== AIM OF THE TASK ==
Identify each line in the material below that contains the word "blue" and copy those lines. Case counts.

== RECORDS FOR THIS EXERCISE ==
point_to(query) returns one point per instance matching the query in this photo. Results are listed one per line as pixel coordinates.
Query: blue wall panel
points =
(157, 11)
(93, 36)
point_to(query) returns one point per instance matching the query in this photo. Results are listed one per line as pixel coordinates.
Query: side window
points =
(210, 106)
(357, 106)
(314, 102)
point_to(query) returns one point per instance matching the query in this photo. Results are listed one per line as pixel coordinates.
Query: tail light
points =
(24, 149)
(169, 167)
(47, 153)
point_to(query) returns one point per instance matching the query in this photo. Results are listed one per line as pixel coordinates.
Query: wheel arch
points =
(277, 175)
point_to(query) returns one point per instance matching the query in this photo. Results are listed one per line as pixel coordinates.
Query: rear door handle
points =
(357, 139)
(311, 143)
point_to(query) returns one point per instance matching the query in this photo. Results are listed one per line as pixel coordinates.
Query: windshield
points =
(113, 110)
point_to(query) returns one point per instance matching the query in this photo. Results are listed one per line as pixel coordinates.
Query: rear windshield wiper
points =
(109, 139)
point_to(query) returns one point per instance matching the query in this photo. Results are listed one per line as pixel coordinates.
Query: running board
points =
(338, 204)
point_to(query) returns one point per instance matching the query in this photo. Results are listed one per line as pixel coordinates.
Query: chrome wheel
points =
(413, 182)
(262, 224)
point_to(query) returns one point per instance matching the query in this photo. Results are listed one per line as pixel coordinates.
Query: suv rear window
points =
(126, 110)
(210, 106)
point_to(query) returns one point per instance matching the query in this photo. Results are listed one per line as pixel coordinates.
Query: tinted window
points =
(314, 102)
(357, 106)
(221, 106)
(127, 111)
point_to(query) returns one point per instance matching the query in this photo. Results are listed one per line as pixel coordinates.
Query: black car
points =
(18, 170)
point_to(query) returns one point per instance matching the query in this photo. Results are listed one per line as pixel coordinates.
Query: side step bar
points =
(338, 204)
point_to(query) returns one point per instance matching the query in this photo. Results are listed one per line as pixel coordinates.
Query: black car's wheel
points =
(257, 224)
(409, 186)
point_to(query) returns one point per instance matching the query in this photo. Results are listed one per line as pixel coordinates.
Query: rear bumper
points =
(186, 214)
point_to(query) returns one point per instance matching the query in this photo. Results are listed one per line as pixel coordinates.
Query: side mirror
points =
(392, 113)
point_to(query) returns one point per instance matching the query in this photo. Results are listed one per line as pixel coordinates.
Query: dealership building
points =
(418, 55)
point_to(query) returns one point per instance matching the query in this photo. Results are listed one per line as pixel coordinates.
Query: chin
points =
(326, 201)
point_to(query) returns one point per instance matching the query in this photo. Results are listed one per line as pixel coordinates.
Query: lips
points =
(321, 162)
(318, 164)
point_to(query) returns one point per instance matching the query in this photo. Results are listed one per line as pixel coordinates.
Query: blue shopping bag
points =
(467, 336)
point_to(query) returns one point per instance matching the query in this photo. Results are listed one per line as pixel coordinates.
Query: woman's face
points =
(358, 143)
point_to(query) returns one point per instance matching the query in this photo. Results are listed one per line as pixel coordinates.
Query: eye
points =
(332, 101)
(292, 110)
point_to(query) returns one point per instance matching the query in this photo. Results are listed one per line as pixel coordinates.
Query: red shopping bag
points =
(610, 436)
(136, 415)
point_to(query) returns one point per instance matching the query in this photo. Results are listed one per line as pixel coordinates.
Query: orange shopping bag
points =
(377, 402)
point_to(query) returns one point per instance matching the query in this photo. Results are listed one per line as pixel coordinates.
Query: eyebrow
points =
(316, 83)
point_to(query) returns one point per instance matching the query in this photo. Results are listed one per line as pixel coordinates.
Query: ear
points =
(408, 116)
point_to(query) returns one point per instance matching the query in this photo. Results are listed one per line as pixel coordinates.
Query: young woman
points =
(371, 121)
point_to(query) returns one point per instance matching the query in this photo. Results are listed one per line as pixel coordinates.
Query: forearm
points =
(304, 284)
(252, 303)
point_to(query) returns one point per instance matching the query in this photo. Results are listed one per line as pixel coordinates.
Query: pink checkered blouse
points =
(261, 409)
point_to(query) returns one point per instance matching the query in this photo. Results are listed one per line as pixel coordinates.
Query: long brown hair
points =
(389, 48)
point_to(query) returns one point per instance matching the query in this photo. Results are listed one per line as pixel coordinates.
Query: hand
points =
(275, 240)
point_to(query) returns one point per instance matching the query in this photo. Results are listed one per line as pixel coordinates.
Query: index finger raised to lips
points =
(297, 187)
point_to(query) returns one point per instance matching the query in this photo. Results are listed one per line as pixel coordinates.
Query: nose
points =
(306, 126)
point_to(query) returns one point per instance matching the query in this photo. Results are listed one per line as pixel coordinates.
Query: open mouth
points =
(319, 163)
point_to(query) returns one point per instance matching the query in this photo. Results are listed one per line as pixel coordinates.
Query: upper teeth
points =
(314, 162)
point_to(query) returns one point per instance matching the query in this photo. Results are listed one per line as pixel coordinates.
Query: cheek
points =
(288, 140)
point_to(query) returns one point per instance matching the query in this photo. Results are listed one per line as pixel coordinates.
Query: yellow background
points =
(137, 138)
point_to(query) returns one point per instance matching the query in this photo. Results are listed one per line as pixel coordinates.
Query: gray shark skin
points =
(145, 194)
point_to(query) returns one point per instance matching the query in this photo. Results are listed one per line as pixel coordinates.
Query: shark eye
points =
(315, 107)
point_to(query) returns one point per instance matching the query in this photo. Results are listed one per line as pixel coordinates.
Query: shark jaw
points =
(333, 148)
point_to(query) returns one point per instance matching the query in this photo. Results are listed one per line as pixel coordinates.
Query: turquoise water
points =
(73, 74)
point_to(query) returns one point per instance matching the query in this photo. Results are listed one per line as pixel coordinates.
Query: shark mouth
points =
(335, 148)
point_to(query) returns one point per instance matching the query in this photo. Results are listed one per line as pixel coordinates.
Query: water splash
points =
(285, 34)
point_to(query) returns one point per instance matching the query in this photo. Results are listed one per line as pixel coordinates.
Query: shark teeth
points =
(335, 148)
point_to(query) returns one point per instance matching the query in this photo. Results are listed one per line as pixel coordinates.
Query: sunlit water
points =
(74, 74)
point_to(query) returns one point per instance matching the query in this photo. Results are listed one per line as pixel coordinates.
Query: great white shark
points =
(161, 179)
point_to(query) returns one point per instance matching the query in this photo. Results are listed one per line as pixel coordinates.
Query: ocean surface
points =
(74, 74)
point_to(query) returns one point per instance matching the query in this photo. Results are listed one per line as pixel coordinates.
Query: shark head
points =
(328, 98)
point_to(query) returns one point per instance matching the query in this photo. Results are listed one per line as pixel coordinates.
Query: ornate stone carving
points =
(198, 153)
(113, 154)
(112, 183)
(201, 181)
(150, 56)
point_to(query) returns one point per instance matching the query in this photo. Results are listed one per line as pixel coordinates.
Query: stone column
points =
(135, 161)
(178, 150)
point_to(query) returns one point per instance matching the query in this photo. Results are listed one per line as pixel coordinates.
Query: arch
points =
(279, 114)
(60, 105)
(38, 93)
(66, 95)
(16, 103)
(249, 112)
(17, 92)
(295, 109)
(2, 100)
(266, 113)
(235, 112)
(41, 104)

--

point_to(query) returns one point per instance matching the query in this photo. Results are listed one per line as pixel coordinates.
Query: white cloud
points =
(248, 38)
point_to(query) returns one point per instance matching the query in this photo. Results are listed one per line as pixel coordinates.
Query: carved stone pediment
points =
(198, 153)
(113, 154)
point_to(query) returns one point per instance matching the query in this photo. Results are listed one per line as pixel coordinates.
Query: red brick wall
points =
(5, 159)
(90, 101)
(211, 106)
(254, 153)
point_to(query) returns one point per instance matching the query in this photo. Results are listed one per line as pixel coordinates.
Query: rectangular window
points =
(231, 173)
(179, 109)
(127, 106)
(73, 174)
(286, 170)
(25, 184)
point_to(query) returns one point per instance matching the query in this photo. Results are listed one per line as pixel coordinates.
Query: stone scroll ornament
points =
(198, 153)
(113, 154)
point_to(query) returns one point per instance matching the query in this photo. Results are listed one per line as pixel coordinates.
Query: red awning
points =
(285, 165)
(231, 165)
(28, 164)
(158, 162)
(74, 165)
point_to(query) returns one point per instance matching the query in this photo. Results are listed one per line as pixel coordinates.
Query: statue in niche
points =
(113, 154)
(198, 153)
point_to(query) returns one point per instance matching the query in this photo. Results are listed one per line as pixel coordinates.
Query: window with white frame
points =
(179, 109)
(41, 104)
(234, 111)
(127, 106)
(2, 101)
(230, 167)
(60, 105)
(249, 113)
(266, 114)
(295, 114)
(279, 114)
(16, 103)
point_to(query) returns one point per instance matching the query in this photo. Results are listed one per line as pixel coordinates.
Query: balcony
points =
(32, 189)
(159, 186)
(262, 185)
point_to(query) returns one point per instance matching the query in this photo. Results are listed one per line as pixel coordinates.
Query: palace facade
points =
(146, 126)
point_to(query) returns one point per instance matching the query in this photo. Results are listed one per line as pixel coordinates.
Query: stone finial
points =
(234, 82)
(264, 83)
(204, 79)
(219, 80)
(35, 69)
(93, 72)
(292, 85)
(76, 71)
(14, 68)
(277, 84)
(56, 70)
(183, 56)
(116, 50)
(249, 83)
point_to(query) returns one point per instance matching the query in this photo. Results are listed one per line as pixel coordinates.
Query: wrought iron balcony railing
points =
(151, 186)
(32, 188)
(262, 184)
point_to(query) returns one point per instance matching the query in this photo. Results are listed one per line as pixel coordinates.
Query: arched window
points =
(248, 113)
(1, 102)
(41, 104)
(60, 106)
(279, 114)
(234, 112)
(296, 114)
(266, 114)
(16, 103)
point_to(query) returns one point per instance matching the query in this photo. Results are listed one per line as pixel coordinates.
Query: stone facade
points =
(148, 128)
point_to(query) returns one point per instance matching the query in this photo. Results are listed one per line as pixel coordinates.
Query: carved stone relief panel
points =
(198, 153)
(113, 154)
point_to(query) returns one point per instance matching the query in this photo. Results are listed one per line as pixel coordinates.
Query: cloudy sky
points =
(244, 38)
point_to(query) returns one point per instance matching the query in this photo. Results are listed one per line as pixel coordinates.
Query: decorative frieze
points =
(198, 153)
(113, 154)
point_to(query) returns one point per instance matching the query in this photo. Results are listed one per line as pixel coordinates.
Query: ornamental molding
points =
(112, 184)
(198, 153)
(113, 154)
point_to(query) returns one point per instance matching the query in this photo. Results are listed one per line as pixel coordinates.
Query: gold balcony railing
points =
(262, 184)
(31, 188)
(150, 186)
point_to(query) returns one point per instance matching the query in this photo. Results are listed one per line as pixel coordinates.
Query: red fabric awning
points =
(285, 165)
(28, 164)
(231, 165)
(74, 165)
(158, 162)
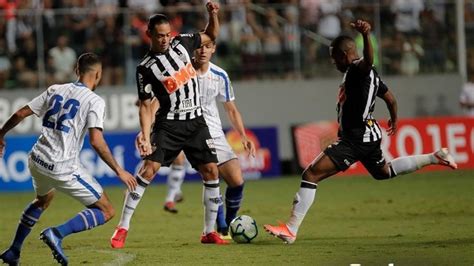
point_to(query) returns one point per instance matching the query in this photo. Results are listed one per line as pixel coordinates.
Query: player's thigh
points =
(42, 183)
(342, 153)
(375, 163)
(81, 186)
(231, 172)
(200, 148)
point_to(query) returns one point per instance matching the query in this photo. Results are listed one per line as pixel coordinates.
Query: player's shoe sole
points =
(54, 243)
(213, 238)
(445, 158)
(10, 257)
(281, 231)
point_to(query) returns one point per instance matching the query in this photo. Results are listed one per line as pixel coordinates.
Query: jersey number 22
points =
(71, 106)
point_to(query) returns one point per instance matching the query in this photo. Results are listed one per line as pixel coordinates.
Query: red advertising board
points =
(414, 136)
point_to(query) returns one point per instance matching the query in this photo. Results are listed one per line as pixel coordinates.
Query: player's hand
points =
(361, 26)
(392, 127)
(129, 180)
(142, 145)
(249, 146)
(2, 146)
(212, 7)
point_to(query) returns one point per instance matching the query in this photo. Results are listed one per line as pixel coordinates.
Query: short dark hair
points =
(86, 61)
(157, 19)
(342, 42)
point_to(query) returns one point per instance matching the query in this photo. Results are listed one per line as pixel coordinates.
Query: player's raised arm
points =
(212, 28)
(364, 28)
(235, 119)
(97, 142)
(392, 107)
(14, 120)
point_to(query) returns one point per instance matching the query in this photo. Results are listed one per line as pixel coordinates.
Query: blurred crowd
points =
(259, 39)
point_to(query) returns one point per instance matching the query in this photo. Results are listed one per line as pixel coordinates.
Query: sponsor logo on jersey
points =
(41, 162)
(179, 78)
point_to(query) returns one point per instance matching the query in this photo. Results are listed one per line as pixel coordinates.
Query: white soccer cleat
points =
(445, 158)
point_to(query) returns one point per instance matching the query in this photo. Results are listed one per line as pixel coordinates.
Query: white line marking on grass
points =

* * *

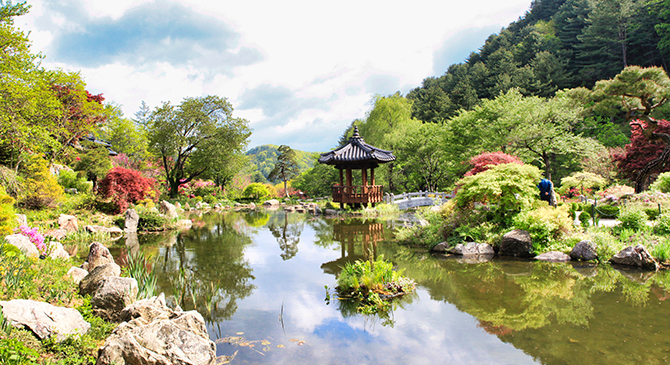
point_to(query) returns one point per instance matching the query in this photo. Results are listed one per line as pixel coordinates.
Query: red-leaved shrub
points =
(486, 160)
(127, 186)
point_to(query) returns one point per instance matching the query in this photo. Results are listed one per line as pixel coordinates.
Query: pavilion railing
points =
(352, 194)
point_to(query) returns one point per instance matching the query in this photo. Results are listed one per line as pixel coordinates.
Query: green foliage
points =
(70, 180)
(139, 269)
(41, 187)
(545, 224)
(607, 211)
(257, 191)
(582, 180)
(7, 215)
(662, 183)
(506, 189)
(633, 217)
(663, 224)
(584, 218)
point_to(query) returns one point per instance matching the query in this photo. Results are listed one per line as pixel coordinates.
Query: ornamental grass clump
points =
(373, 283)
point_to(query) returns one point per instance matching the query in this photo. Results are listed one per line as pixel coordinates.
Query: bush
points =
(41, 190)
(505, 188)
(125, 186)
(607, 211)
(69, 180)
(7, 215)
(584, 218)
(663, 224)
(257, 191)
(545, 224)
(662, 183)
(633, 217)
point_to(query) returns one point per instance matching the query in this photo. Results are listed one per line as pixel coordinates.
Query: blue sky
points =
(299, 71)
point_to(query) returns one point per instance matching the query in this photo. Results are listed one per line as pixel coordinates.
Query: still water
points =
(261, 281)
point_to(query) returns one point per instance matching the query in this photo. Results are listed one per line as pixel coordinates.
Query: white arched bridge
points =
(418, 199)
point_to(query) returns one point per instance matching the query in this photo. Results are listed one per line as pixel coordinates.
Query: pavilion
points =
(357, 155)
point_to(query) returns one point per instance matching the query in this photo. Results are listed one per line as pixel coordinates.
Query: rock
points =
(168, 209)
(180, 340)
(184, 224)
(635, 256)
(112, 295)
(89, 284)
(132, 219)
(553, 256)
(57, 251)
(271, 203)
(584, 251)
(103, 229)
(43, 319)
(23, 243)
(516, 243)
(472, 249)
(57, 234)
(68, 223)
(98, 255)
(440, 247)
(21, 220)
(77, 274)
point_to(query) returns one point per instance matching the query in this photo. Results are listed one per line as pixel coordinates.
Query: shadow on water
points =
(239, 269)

== WRITTEN ANSWER ==
Query: blue wall panel
Query: blue shopping bag
Query: blue sky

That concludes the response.